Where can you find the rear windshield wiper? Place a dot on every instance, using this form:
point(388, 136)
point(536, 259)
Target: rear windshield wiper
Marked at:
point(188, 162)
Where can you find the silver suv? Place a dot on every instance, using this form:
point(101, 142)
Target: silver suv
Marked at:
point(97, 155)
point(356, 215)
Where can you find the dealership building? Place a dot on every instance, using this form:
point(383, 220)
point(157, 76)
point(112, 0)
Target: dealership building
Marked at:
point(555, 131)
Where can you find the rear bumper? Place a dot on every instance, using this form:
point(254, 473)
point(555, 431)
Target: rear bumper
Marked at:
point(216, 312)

————————

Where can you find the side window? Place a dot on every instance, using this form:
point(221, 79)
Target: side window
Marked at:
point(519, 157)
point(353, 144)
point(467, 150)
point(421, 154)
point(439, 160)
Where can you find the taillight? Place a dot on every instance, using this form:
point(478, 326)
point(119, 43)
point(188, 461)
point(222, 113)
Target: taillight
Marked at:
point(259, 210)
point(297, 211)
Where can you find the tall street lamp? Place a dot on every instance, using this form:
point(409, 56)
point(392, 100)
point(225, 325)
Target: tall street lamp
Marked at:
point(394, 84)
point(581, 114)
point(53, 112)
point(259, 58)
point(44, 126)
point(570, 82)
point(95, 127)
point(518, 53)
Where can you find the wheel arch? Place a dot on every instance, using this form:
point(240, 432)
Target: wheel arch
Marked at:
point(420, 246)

————————

This task calls for each line of the material that contains "window".

Where can you find the side window? Place a dot on every instance, using this form:
Target: side window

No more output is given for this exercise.